(Annotation dataset entries)
§ §

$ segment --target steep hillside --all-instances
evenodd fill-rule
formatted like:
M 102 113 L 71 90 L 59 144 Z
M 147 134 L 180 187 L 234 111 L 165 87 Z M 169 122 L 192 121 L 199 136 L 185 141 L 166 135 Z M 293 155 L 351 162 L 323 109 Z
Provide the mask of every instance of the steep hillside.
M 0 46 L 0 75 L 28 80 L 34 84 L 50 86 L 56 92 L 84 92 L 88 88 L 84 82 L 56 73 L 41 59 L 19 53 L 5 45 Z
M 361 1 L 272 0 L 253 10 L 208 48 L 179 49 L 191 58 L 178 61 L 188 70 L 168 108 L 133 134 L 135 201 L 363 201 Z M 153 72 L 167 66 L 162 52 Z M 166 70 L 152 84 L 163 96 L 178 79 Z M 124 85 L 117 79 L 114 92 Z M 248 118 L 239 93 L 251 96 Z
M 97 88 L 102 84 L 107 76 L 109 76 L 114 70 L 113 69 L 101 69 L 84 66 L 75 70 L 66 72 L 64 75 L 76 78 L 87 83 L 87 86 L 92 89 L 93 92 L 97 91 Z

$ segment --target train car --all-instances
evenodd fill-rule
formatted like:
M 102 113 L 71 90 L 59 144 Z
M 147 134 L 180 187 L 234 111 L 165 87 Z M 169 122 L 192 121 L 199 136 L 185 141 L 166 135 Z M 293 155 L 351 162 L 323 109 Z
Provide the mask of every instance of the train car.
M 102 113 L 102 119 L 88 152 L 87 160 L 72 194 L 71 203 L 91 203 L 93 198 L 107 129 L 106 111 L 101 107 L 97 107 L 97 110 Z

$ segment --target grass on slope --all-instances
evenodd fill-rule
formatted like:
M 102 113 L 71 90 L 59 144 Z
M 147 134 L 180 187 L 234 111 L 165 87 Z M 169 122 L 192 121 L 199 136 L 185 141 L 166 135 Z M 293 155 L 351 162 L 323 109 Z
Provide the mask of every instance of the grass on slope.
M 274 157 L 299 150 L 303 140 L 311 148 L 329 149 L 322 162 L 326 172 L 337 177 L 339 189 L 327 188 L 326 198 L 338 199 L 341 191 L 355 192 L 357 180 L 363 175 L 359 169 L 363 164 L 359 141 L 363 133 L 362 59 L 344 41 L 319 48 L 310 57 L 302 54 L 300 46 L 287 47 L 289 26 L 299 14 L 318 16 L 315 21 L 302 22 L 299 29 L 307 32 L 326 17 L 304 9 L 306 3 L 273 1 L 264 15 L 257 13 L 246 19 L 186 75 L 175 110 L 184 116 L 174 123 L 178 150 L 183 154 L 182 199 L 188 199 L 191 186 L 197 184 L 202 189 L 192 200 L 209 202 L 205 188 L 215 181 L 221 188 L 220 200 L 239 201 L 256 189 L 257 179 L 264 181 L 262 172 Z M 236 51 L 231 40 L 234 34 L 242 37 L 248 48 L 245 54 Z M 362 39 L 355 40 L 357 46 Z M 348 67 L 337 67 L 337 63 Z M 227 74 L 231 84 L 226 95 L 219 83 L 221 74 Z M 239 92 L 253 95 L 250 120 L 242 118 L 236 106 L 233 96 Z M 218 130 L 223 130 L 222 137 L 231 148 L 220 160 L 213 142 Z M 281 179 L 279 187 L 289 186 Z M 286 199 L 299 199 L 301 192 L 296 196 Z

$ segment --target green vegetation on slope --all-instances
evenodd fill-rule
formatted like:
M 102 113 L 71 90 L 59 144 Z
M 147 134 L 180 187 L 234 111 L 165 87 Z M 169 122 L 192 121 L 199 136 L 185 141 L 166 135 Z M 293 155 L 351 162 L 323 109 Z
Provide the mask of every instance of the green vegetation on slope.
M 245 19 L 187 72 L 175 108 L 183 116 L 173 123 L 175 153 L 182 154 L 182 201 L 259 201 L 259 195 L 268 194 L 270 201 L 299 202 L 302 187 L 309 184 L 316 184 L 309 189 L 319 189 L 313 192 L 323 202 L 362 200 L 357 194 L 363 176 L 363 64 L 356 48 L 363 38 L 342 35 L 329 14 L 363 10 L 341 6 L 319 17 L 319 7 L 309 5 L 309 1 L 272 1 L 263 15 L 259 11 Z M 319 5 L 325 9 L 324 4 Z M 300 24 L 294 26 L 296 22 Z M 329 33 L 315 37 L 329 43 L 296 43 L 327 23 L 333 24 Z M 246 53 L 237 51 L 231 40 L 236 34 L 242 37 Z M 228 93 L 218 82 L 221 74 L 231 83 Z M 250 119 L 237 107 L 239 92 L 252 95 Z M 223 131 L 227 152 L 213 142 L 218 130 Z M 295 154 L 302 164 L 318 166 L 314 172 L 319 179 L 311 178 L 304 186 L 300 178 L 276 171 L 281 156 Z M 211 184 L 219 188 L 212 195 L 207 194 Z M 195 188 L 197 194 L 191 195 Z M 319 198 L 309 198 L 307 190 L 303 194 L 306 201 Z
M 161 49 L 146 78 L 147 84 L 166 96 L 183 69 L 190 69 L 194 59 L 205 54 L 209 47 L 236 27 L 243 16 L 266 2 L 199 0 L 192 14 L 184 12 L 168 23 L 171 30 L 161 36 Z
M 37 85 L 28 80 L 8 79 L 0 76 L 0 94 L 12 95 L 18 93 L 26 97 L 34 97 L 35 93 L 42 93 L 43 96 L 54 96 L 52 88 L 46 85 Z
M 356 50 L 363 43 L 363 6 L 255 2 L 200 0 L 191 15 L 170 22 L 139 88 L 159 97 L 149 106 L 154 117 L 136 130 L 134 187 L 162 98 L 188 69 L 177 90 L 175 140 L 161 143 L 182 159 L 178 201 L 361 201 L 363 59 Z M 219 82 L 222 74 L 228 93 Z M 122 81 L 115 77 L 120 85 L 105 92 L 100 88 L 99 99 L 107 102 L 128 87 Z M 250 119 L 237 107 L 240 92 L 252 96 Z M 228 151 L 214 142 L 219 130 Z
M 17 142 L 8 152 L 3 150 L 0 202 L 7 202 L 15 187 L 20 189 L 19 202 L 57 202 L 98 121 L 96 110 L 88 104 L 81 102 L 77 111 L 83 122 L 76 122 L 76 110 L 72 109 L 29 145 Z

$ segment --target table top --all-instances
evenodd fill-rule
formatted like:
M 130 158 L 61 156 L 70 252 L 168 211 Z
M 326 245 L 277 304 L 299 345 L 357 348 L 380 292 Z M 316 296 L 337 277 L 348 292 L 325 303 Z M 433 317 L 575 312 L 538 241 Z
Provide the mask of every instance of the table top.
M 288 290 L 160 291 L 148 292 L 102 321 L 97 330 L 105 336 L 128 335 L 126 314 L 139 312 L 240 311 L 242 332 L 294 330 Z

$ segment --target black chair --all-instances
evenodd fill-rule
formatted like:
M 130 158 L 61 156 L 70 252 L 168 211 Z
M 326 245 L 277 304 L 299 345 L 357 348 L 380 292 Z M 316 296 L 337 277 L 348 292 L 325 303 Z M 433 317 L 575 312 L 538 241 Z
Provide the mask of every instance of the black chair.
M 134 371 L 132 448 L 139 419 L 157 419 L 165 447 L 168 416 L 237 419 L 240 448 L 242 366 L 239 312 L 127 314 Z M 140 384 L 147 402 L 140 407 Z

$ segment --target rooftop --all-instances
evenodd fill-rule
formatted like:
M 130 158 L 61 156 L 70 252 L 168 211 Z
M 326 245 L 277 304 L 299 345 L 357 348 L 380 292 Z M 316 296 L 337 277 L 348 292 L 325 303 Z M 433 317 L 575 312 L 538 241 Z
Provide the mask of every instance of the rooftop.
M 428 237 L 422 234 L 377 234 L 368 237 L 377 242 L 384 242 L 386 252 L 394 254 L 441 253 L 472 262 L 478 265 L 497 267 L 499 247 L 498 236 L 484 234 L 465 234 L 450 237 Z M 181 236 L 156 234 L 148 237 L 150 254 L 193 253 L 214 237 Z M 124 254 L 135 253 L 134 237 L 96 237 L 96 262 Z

§ §

● **EXERCISE BRIEF**:
Rewrite the rows as a numbered list, from the line containing "black chair --all-instances" through the last line of the rows. Leave out blank lines.

● **FINAL RESULT**:
1. $ segment --target black chair --all-instances
2. evenodd fill-rule
3. formatted like:
4. M 130 158 L 61 156 L 70 252 L 168 211 Z
5. M 326 245 L 277 304 L 299 345 L 357 348 L 380 292 Z M 316 296 L 337 277 L 348 292 L 325 303 Z M 433 317 L 575 312 L 538 241 Z
6. Provide the mask of every instance of the black chair.
7. M 134 371 L 132 448 L 139 419 L 157 419 L 165 447 L 168 416 L 237 419 L 240 448 L 242 366 L 239 312 L 127 314 Z M 140 384 L 147 402 L 140 407 Z
8. $ segment --target rooftop --all-instances
9. evenodd fill-rule
10. formatted like:
11. M 130 158 L 61 156 L 70 252 L 168 211 Z
12. M 326 245 L 277 304 L 299 345 L 357 348 L 380 292 Z M 316 296 L 337 277 L 348 292 L 325 303 Z M 433 317 L 575 312 L 538 241 Z
13. Provide the mask of every instance of the rooftop.
14. M 428 237 L 422 234 L 377 234 L 368 237 L 377 242 L 384 242 L 386 252 L 394 254 L 441 253 L 472 262 L 478 265 L 497 267 L 499 247 L 498 236 L 484 234 L 465 234 L 450 237 Z M 181 236 L 156 234 L 148 237 L 150 254 L 193 253 L 214 237 Z M 124 254 L 135 253 L 134 237 L 96 237 L 96 262 Z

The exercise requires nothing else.